__DOCUMENT PASSAGE__.
▽

Section V of the Agreement is hereby amended by deleting the existing
provision in its entirety and substituting the following therefor:
"If a 'Change in Control' (as defined below) occurs during the
term of this Agreement, in addition to any compensation or benefit
otherwise owed to the Employee pursuant to this Agreement, the
Employee shall become entitled to the benefits described below:
1. A single lump sum payment in the amount of $409,500.00 payable
not later than thirty (30) days following such Change in
Control; and
2. All outstanding stock options granted to the Employee under
the Citizens Gwinnett Bankshares, Inc. 1994 Employee Incentive
Stock Option Plan and the Citizens Gwinnett Bankshares, Inc.
Director Stock Option Plan (the "Stock Option Plans") shall
become 100% vested and immediately exercisable. The
provisions of this subparagraph (2) shall constitute an
amendment of the Employee's Stock Option Agreements under the
Stock Option Plans.
For the purposes of this Section V, the term "Change in Control" shall
refer to the acquisition of 25% or more of the voted securities of the
Bank by any Person, or Persons acting as a group within the meaning of
Section 13(d) of the Securities Exchange Act of 1934, or to such
acquisition of a percentage between 10% and 25% if the Board of
Directors of the Bank or the Georgia Department of Banking and
Finance, the FDIC, or the Federal Reserve Bank have made a
determination that such acquisition constitutes or will constitute
control of the Bank. The term "Person" refers to an individual,
corporation, bank, bank holding company, or other entity."
2.

△

__RECORDED DATA__.
▽

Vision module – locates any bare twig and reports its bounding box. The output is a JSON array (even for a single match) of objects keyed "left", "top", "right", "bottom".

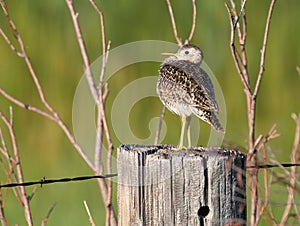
[
  {"left": 41, "top": 203, "right": 56, "bottom": 226},
  {"left": 90, "top": 0, "right": 117, "bottom": 226},
  {"left": 0, "top": 188, "right": 7, "bottom": 226},
  {"left": 253, "top": 0, "right": 276, "bottom": 99},
  {"left": 83, "top": 200, "right": 96, "bottom": 226},
  {"left": 296, "top": 66, "right": 300, "bottom": 75},
  {"left": 0, "top": 111, "right": 33, "bottom": 225},
  {"left": 280, "top": 114, "right": 300, "bottom": 226},
  {"left": 66, "top": 0, "right": 98, "bottom": 103},
  {"left": 225, "top": 0, "right": 276, "bottom": 225},
  {"left": 0, "top": 0, "right": 93, "bottom": 168},
  {"left": 186, "top": 0, "right": 197, "bottom": 44},
  {"left": 166, "top": 0, "right": 182, "bottom": 47}
]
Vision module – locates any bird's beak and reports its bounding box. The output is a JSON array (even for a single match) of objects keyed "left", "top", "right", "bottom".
[{"left": 161, "top": 53, "right": 179, "bottom": 56}]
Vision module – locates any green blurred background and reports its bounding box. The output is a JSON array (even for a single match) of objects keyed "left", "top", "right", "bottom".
[{"left": 0, "top": 0, "right": 300, "bottom": 225}]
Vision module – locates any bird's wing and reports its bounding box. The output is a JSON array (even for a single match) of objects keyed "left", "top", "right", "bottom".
[
  {"left": 169, "top": 61, "right": 219, "bottom": 113},
  {"left": 160, "top": 62, "right": 218, "bottom": 112}
]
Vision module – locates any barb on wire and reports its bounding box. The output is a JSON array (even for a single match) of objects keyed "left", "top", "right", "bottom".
[
  {"left": 0, "top": 173, "right": 118, "bottom": 188},
  {"left": 247, "top": 163, "right": 300, "bottom": 169}
]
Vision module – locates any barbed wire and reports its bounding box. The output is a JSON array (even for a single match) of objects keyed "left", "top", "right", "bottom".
[
  {"left": 0, "top": 173, "right": 118, "bottom": 188},
  {"left": 0, "top": 163, "right": 300, "bottom": 188}
]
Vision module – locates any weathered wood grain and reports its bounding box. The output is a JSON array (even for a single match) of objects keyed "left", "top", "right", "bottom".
[{"left": 118, "top": 145, "right": 246, "bottom": 226}]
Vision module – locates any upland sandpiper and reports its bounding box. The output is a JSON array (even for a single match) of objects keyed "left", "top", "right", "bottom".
[{"left": 156, "top": 44, "right": 224, "bottom": 149}]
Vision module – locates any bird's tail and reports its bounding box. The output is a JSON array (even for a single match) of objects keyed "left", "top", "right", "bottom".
[
  {"left": 208, "top": 112, "right": 225, "bottom": 133},
  {"left": 194, "top": 111, "right": 225, "bottom": 133}
]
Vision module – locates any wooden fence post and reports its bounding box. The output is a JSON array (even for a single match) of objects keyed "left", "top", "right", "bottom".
[{"left": 118, "top": 145, "right": 246, "bottom": 226}]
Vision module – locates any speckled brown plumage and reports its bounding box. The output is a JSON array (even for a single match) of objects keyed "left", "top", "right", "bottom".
[{"left": 157, "top": 45, "right": 224, "bottom": 148}]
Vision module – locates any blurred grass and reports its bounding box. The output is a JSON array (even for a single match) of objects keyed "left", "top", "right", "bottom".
[{"left": 0, "top": 0, "right": 300, "bottom": 225}]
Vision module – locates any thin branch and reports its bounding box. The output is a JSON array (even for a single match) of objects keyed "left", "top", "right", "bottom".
[
  {"left": 0, "top": 28, "right": 24, "bottom": 57},
  {"left": 253, "top": 0, "right": 276, "bottom": 99},
  {"left": 90, "top": 0, "right": 117, "bottom": 226},
  {"left": 296, "top": 66, "right": 300, "bottom": 75},
  {"left": 0, "top": 111, "right": 33, "bottom": 225},
  {"left": 280, "top": 114, "right": 300, "bottom": 225},
  {"left": 0, "top": 188, "right": 7, "bottom": 226},
  {"left": 0, "top": 88, "right": 56, "bottom": 121},
  {"left": 0, "top": 0, "right": 94, "bottom": 175},
  {"left": 188, "top": 0, "right": 197, "bottom": 43},
  {"left": 41, "top": 203, "right": 56, "bottom": 226},
  {"left": 83, "top": 200, "right": 96, "bottom": 226},
  {"left": 66, "top": 0, "right": 98, "bottom": 103},
  {"left": 166, "top": 0, "right": 182, "bottom": 47},
  {"left": 225, "top": 3, "right": 251, "bottom": 93}
]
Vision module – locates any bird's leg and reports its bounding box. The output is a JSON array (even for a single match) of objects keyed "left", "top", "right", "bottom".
[
  {"left": 186, "top": 116, "right": 192, "bottom": 149},
  {"left": 178, "top": 116, "right": 186, "bottom": 149},
  {"left": 172, "top": 116, "right": 186, "bottom": 151}
]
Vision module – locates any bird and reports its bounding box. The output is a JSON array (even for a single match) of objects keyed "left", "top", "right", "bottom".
[{"left": 156, "top": 44, "right": 225, "bottom": 150}]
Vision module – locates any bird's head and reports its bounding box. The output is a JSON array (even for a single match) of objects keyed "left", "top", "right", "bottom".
[{"left": 164, "top": 44, "right": 204, "bottom": 64}]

△

__SET TASKS__.
(1) Answer these questions about the change-in-control amendment:
(a) What is the latest time the lump sum payment may be made?
(b) What share of the Bank's voted securities must be acquired to count as a "Change in Control" without any further determination?
(c) Which bodies may determine that an acquisition between 10% and 25% constitutes control of the Bank?
(2) Carry the change-in-control amendment forward from the point at which it stops.

__EXERCISE RESULTS__.
(1)
(a) Not later than thirty (30) days following the Change in Control.
(b) 25% or more.
(c) The Board of Directors of the Bank, the Georgia Department of Banking and Finance, the FDIC, or the Federal Reserve Bank.

(2)
The Agreement is hereby amended by adding the following as Section
XII:
"XII. Limitation on Benefits
----------------------
(1) If any of the compensation or benefits payable, or to be
provided, to Employee by the Bank under this Agreement are treated as
Excess Severance Payments (whether alone or in conjunction with
payments or benefits outside of this Agreement), the compensation and
benefits provided under this Agreement shall be modified or reduced in
the manner provided in (2) below to the extent necessary so that the
benefits payable or to be provided to Employee under this Agreement
that are treated as Severance Payments, as well as any payments or
benefits provided outside of this Agreement that are so treated, shall
not cause the Bank to have paid an Excess Severance Payment. In
computing such amount, the parities shall take into account all
provisions of Code Section 280G, and the regulations thereunder,
including making appropriate adjustments to such calculation for
amounts established to be Reasonable Compensation. If Employee
becomes entitled to compensation and benefits under this Agreement and
such payments are considered to be Severance Payments contingent upon
a Change in Control, Employee shall be required to mitigate breach of
contract damages (but only with respect to amounts that would be
treated as Severance Payments) by reducing the amount of damages he is
entitled to receive by any compensation and benefits he earns from
subsequent employment (but shall not be required to seek such
employment) during the 12-month period after termination (or such
other period as he is entitled to extended benefits).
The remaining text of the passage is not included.